Data extracted from a collection
=== Begin Enclosure ===

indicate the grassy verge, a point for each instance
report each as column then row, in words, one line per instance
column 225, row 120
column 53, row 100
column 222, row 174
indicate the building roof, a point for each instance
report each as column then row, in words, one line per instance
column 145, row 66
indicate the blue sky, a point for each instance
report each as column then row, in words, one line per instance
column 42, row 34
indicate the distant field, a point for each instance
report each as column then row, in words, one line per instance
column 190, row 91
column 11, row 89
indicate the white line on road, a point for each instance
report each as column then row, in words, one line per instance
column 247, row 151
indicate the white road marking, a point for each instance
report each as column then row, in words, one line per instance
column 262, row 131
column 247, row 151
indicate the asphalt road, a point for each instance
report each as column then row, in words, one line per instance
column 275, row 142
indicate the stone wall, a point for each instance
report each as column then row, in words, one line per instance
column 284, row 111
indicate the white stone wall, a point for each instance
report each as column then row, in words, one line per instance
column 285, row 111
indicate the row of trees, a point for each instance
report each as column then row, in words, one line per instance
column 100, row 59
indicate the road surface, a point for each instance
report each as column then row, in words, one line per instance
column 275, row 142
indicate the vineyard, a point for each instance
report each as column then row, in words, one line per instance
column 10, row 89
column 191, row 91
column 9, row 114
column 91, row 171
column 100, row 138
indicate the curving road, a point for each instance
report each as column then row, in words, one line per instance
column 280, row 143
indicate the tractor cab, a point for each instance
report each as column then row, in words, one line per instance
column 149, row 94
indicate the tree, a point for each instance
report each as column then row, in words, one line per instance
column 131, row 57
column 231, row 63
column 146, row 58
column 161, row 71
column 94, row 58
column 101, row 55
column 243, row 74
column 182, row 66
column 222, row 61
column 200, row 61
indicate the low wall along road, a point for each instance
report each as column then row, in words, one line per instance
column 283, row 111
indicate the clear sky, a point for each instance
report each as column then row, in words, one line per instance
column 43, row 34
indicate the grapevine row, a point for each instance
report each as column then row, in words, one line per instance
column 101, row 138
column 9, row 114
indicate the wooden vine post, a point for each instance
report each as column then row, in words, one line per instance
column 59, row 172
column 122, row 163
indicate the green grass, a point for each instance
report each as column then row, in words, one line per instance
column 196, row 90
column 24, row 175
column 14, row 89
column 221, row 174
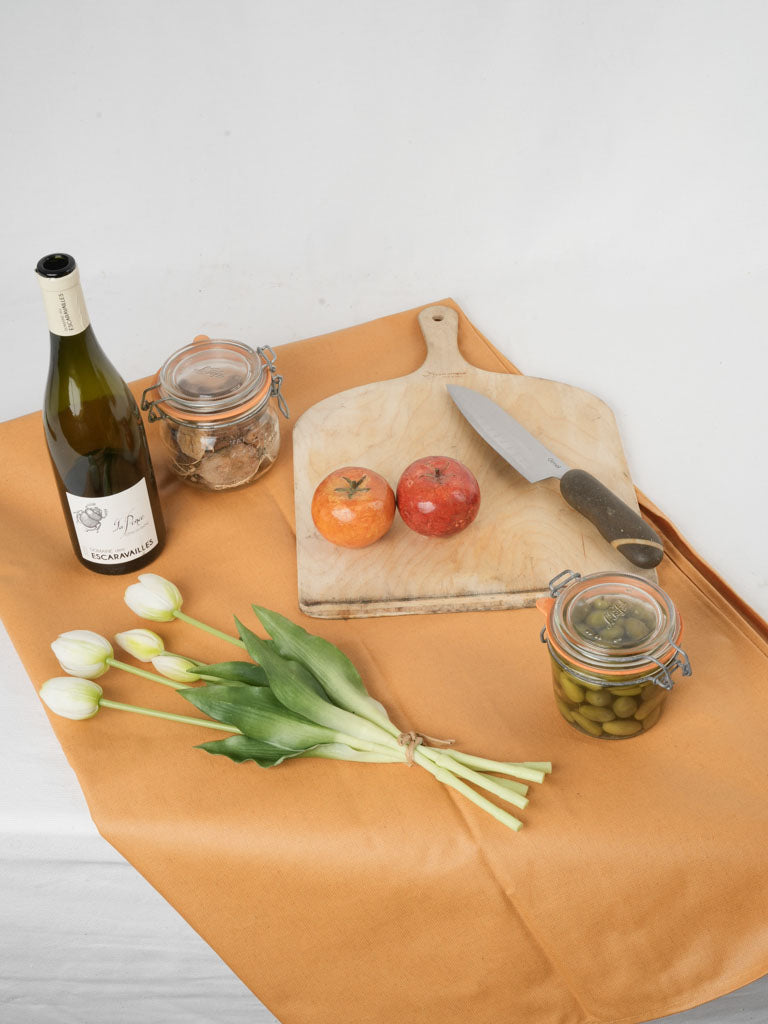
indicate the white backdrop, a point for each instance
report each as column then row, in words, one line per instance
column 587, row 178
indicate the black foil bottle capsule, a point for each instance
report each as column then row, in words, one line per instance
column 95, row 437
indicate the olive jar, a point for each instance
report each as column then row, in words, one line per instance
column 213, row 401
column 612, row 640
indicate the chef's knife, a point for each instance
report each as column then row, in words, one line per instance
column 620, row 524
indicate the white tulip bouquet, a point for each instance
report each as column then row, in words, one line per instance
column 296, row 695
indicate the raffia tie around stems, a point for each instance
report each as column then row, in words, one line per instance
column 413, row 739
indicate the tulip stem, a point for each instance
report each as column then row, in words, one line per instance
column 208, row 629
column 151, row 713
column 144, row 674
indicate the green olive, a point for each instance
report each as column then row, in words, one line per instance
column 600, row 698
column 651, row 720
column 625, row 707
column 564, row 711
column 593, row 728
column 596, row 714
column 628, row 727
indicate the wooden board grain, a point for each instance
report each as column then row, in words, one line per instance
column 523, row 535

=== End Enclosure ===

▶ _What needs to be done_:
Each entry is to be output exactly, and no picture is to appear.

▶ _Answer_:
indicate the grassy verge, a point for each instance
report each as column then row, in words, one line per instance
column 225, row 120
column 53, row 100
column 222, row 174
indicate the building roof, a point for each instance
report each as column then row, in words, one line per instance
column 145, row 66
indicate the blue sky, a point for each instance
report each as column then row, in words, one line per instance
column 42, row 34
indicate the distant field, a point for each instance
report each as column then row, in words, one line per instance
column 190, row 91
column 11, row 89
indicate the white line on road, a point for each instance
report each as column then row, in words, one line per instance
column 247, row 151
indicate the white road marking, a point for each instance
report each as column then row, in words, one line per instance
column 262, row 131
column 247, row 151
indicate the asphalt road, a point for each instance
report each as column then row, in words, one line per instance
column 275, row 142
indicate the stone wall, a point for each instance
report each as column then row, in words, one line per instance
column 284, row 111
indicate the white stone wall, a point for each instance
report each as column then row, in words, one line per instance
column 285, row 111
indicate the row of trees, a point for each instance
report each as column then row, in words, one line per instance
column 100, row 59
indicate the road surface, a point for each instance
report each as column then row, in words, one line per instance
column 275, row 142
indicate the vineyard, a point for each instance
report each as column then row, in words, one line per instance
column 10, row 89
column 191, row 91
column 9, row 114
column 91, row 171
column 100, row 138
indicate the curving road, a point for each instance
report each as column then row, in words, one line per instance
column 280, row 143
indicate the tractor cab, a point for each instance
report each as column then row, in words, one line per instance
column 149, row 94
indicate the tree, a point for each instance
report each as column then row, in words, one line per instance
column 131, row 57
column 231, row 63
column 146, row 58
column 161, row 71
column 94, row 58
column 101, row 55
column 243, row 74
column 182, row 66
column 222, row 61
column 200, row 61
indicate the low wall along road, a point for each instance
report each as column then row, in words, one line per instance
column 283, row 111
indicate the clear sky, a point for each instance
report each as column then row, in words, one line per instance
column 43, row 34
indicate the grapevine row, a point for each instance
report each as column then row, in words, one line per instance
column 101, row 138
column 9, row 114
indicate the wooden vine post, a point for each instance
report each as column then row, in words, one line per instance
column 59, row 172
column 122, row 163
indicate the green grass, a point for each instance
report each as column then row, in words, one line per instance
column 196, row 90
column 24, row 175
column 14, row 89
column 221, row 174
indicate the white backdrop, a point for each instance
report each as column then row, in words, one line per instance
column 587, row 178
indicate the black foil bottle capsule, a point for each instance
report each as column then row, in words, one line per instance
column 95, row 437
indicate the olive jar, a point for each instance
report each as column then row, in words, one line per instance
column 213, row 401
column 612, row 640
indicate the chef's knife, a point for each instance
report each as column then row, in words, one line per instance
column 620, row 524
indicate the white tulip bouquet, a point for each instance
report each as column then row, in words, one line per instance
column 296, row 695
indicate the raffia tie around stems, a point for each instance
report each as column then row, in words, one line per instance
column 413, row 739
indicate the tulip stem, a point for each instance
report each as column then row, in words, one line per instance
column 208, row 629
column 151, row 713
column 144, row 674
indicate the green olive, a point for each instance
report each as column then row, in words, one line per instance
column 600, row 698
column 651, row 720
column 625, row 707
column 564, row 711
column 593, row 728
column 596, row 714
column 628, row 727
indicate the wooden board grain, a point for each instance
report each as column then row, in words, one line per instance
column 523, row 535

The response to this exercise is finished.